OBJECTIVE
Report every line of the records below that contains the string "cluster", reproducing each such line in full. Treat case as significant when matching.

-- begin --

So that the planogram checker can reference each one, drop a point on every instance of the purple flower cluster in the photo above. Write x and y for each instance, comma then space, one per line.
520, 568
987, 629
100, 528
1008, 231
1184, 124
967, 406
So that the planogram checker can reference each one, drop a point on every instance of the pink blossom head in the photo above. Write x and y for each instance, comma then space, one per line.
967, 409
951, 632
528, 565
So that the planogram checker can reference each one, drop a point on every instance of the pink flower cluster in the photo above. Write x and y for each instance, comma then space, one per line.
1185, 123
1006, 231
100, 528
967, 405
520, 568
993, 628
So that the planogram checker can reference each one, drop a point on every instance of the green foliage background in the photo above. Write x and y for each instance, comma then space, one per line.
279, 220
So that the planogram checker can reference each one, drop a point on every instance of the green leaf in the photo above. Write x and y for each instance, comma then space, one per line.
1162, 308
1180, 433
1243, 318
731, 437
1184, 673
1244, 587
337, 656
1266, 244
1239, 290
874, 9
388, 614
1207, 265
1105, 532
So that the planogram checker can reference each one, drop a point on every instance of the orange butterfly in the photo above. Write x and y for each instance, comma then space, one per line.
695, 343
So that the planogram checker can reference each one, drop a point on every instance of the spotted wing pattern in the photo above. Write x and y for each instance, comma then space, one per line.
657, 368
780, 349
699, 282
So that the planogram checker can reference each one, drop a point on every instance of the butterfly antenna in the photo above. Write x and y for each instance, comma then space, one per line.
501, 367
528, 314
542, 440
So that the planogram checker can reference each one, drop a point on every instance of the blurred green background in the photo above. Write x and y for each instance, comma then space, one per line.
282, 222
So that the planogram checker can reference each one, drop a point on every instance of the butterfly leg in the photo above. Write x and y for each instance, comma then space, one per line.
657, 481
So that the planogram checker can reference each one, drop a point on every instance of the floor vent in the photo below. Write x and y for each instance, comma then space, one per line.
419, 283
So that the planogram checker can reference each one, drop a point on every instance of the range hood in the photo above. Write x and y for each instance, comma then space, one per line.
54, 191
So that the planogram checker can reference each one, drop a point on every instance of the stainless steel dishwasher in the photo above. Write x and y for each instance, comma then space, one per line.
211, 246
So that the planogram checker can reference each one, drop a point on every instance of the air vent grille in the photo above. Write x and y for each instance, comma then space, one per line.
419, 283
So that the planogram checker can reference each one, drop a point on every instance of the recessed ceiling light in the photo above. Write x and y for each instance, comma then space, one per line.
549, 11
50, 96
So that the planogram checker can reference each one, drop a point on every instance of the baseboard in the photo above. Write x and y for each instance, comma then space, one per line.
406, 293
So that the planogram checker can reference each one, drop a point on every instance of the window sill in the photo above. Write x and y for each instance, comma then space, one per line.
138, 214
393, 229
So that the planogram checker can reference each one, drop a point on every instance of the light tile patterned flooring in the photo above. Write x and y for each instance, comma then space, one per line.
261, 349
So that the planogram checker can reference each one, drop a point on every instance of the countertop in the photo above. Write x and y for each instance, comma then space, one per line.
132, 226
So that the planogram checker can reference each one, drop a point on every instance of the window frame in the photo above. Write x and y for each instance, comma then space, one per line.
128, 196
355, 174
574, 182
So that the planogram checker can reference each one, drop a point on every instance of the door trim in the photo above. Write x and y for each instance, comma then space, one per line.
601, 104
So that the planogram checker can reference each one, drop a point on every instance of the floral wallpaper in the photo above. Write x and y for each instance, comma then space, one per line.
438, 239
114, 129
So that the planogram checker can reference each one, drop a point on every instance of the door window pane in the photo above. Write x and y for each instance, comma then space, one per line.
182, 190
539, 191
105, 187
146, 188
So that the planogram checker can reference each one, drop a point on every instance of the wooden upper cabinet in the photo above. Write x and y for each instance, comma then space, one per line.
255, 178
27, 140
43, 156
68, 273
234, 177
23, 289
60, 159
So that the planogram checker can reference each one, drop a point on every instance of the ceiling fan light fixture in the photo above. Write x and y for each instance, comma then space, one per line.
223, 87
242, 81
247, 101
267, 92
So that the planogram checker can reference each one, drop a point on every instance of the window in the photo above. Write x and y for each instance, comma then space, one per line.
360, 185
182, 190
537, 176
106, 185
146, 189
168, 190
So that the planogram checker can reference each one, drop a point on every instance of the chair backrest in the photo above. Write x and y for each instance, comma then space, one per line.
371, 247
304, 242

-- end --
-- begin --

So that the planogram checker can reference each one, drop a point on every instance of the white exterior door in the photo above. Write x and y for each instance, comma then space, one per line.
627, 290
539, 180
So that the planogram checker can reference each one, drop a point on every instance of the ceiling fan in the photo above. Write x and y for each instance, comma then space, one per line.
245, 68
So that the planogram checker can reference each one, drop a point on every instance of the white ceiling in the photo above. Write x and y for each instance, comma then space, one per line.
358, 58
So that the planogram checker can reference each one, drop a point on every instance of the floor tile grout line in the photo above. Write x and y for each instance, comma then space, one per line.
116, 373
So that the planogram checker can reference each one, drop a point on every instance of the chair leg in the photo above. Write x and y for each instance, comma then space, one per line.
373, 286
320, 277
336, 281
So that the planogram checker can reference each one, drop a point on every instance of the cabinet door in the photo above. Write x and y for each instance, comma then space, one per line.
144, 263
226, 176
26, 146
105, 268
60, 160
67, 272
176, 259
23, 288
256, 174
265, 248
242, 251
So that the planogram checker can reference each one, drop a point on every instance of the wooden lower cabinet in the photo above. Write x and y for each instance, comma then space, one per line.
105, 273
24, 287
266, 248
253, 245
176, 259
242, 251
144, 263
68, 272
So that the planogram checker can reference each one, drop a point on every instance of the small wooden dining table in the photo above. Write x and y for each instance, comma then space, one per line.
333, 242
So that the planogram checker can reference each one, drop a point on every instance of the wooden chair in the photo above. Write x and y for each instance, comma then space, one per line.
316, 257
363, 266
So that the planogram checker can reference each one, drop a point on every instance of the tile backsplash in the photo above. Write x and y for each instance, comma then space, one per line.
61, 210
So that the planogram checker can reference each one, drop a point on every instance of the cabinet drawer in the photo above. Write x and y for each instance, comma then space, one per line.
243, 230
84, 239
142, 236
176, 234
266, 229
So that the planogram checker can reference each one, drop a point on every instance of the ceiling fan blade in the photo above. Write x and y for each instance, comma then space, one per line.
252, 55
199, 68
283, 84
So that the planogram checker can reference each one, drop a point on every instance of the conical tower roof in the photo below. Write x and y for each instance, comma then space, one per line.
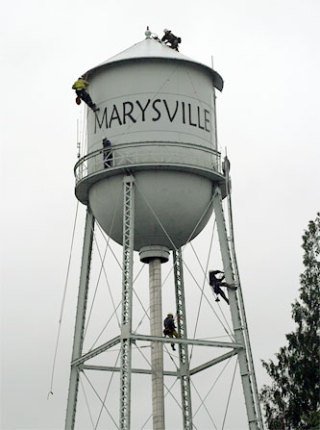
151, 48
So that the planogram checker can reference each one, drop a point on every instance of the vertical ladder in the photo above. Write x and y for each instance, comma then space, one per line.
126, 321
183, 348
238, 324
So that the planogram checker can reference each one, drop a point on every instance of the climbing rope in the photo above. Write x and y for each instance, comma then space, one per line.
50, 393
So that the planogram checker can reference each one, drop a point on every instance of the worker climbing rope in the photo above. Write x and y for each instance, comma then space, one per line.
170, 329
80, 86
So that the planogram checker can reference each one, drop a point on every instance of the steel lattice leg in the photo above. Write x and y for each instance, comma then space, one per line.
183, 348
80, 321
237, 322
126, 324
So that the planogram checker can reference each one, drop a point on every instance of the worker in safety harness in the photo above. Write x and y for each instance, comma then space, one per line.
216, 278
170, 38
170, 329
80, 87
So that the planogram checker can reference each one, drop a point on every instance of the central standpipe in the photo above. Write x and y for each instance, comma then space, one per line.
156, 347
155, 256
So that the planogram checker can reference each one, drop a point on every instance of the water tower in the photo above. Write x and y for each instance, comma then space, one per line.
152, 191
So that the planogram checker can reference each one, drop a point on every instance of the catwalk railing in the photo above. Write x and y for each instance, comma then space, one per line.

-- end --

THE REPLY
So that the planogram checker can reference each one, drop a point on every instance of the purple flower cluster in the photo above. Write x and y for each instance, comma then space, one per line.
So that the planogram checker can reference each one, drop a point on every instance of the pink flower cluster in the photo above. Write x and y for each instance, comma then space, one per line.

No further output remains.